■ Brief ■
Quote the listing below word for word, including every line.

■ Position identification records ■
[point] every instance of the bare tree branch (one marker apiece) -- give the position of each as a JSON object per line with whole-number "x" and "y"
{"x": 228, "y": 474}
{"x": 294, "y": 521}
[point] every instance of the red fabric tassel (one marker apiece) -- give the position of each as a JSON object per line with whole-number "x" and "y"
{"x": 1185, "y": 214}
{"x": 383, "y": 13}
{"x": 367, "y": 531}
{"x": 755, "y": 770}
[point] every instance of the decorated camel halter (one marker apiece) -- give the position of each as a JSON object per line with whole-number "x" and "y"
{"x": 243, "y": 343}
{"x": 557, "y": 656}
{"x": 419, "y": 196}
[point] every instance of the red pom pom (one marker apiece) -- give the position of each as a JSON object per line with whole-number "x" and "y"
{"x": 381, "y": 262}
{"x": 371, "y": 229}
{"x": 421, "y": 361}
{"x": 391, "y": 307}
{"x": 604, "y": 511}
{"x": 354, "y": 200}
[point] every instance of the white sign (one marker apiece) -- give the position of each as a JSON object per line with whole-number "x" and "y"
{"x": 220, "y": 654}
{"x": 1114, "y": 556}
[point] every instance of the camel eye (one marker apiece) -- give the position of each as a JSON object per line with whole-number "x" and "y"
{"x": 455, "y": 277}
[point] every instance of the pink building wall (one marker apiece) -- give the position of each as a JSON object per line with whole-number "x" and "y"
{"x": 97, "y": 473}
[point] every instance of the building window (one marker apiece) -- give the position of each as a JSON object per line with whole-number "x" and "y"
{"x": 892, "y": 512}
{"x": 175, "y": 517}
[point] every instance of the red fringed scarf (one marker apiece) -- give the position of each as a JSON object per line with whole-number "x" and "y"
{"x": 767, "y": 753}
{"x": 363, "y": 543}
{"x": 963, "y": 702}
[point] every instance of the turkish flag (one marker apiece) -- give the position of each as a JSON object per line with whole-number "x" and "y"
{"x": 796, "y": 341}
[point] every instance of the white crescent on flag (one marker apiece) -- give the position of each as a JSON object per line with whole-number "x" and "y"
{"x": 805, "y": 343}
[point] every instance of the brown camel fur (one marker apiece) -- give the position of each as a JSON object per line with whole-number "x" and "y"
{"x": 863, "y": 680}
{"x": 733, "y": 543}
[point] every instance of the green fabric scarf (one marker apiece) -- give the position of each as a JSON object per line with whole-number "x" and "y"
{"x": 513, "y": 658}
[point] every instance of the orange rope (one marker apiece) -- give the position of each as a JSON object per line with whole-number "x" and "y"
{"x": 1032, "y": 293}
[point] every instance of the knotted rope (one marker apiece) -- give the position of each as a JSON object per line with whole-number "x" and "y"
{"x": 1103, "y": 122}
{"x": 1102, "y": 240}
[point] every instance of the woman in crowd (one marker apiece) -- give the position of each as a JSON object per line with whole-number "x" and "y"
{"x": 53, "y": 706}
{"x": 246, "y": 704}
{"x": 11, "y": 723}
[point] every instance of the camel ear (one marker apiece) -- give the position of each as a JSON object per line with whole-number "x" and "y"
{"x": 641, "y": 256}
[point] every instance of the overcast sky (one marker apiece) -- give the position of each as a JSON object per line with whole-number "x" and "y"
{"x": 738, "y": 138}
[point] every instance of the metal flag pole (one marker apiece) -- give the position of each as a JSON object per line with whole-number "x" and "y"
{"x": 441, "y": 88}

■ Complete answer ■
[point] every instance of the bare tree branch (one marker apiece) -- give the position of each as a JSON object per line with whole-number "x" and "y"
{"x": 228, "y": 474}
{"x": 294, "y": 521}
[point] every instance of the red fabric tassel (one marker apiece) -- give the position of each as a JSON object per line with whole-number "x" and "y"
{"x": 1185, "y": 214}
{"x": 383, "y": 13}
{"x": 367, "y": 531}
{"x": 755, "y": 770}
[point] every instance of the decorated camel halter (one marker apiece) -- give the position of each as a JSON object per line with whole-number "x" and "y"
{"x": 243, "y": 343}
{"x": 557, "y": 656}
{"x": 419, "y": 196}
[point] every instance of the red pom pom (one marker apiece) -- give the position of each as a JSON object per line with whole-number "x" and "y"
{"x": 381, "y": 262}
{"x": 371, "y": 229}
{"x": 421, "y": 361}
{"x": 391, "y": 307}
{"x": 604, "y": 511}
{"x": 354, "y": 200}
[point] every instance of the white sign (one marker apiece) -- give the position of each as a JSON object per line with whole-number "x" and "y"
{"x": 220, "y": 654}
{"x": 1114, "y": 556}
[point] every instance of the camel eye (one marker apiece) -- give the position of each as a JSON object per line with whole-number "x" and "y"
{"x": 455, "y": 277}
[point] every instance of the pink building wall (one marker apiece) -- give the position of each as a JSON object per line with whole-number "x" and "y"
{"x": 97, "y": 473}
[point] every instance of the building window (one marker apiece) -- give the position of each as a JSON object per line with whole-number "x" and "y"
{"x": 892, "y": 512}
{"x": 175, "y": 517}
[point] every instance of the red fringed scarf (one marker apiece) -- give the position of each as a JSON object per line with whole-number "x" and "y"
{"x": 767, "y": 753}
{"x": 363, "y": 543}
{"x": 963, "y": 702}
[point] every instance of the turkish flag (one marker apiece) -- give the position of each as a JSON object per line with whole-number "x" and "y"
{"x": 796, "y": 341}
[point] every instance of the white crescent on flag (one marker apiece) -- give the position of each as a JSON object per line with whole-number "x" and "y"
{"x": 805, "y": 343}
[point] every instance of the brown camel fur (one marker apiece) -- give the position of each as a JSON object per line with whole-number "x" and "y"
{"x": 863, "y": 680}
{"x": 733, "y": 543}
[point] every instance of the green fabric scarf (one marker apiece) -- give the position of each as a JSON object per line with whole-number "x" and "y"
{"x": 513, "y": 658}
[point] every instance of the orange rope (one marker apiece) -- give the position of each as a JSON object per line with whole-number "x" and "y"
{"x": 1032, "y": 293}
[point] every instance of the knotted rope (one marker apiece) -- give the position of each as a JSON object per line with whole-number "x" and "y"
{"x": 1103, "y": 122}
{"x": 1102, "y": 240}
[point] every instance of the woman in crowd (one marker apiece) -- give the position of each as a JSON object per line with whole-number "x" and "y"
{"x": 53, "y": 706}
{"x": 246, "y": 704}
{"x": 11, "y": 723}
[point] every instance of the camel ear (one marker apiece) -- give the position of each as a JSON object per line with whole-number "x" and "y"
{"x": 641, "y": 256}
[point] every instance of the overcast sky (one marker apiece) -- give the position of each as a JSON object per line with whole-number "x" and "y"
{"x": 738, "y": 138}
[point] every instance of the metal flag pole (one marker apiece) -- give the position of each as a JSON object per line with whole-number "x" and "y"
{"x": 441, "y": 88}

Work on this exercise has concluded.